Text block.
****

This week the world celebrated the restoration of Notre Dame of Paris, a truly remarkable building, especially considering it was constructed in the 13th Century.

Yet I hope they will forgive Jewish people (and anyone of conscience who knows the cathedral’s history) who may be hesitant to extend our congratulations.

Notre Dame – like many European cathedrals – is an explicit monument to the perceived or hoped-for downfall of the Jewish People and our religion.
 
This great architectural achievement has been the badge of the French Catholic Church since its completion in 1250 CE. They laid the cornerstone in 1164 and during the 86-year construction period, this rising symbol of French Catholicism paralleled a rise in official French antisemitism.

As the Church grew in power, Jewish resistance to conversion remained a thorn in the side of Christianity. Since Jesus himself was Jewish, our nearly universal refusal to convert implied something invidious about us.

By the 13th Century, 
Church leaders had come to suspect that the Talmud – more than any other Jewish book – is what kept Jews Jewish and prevented our acceptance of Christian theology. Across Europe, representatives of the Church staged numerous public "disputations" between Christians and Jews. Judaism was typically defended by a learned rabbi, while the prosecution was often an apostate Jew – a convert to Christianity whose knowledge of the Talmud was sufficient to give him credibility and to enable him to quote Talmudic passages.

At the first of of many nadirs of this period, in June of 1239, Pope Gregory IX ordered the Catholic kings of Europe to seize all Jewish books and to examine them for heresy. King Louis IX was the only European monarch to heed the Pope’s orders. He was perhaps encouraged by the apostate Jew who betrayed the Jews of France, Nicholas Donin, who was angry with the French rabbis and had traveled to Rome with accusations against the Talmud. Donin personally delivered the Pope’s letter to Paris, which included the order that “those books in which you find errors of this sort you shall cause to be burned at the stake.” On March 3, 1240, French soldiers confiscated approximately 10,000 handwritten volumes of the Talmud from every synagogue and yeshiva in France.

The investigation took about two years and culminated in a public trial. Donin served as prosecutor and the defense was led by two of the greatest Tosafists, Rav Yechiel of Paris (Donin’s former teacher) and Rav Moshe of Coucy.
 
On May 13, 1242, the verdict was issued: the Talmud contains heresy and all copies must be destroyed in a month’s time. King Louis IX ordered the burning of all known copies.
 
The execution of this verdict on June 17, 1242 was joyfully supervised by priests and bishops and King Louis himself. For this and other acts of piety, Louis was later beatified (declared a “saint”). Catholics remember him as the epitome of the Christian King and even named a major North American city in his honor.
 
The trial was conducted in front of the nearly-completed Notre Dame cathedral. The symbolism of this location is very important. Look carefully at the main entrance: flanking the central doorway are two statues. The one on the left depicts a woman with her head held high and a staff in her hand. She is Iglesia – the Christian Church. The statue on the right has her head down with broken staff and a snake around her eyes. She is Synagoga – Judaism.

****

Source data.
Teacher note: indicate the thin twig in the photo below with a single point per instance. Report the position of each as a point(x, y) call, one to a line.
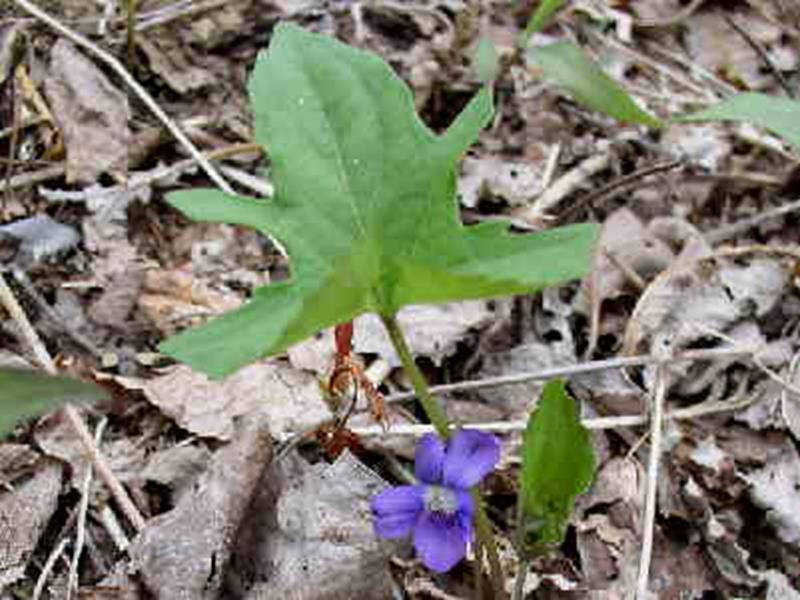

****

Goal. Transcribe the part of the Notre Dame text above between "On May 13, 1242, the" and "all known copies.", inclusive.

Task response.
On May 13, 1242, the verdict was issued: the Talmud contains heresy and all copies must be destroyed in a month’s time. King Louis IX ordered the burning of all known copies.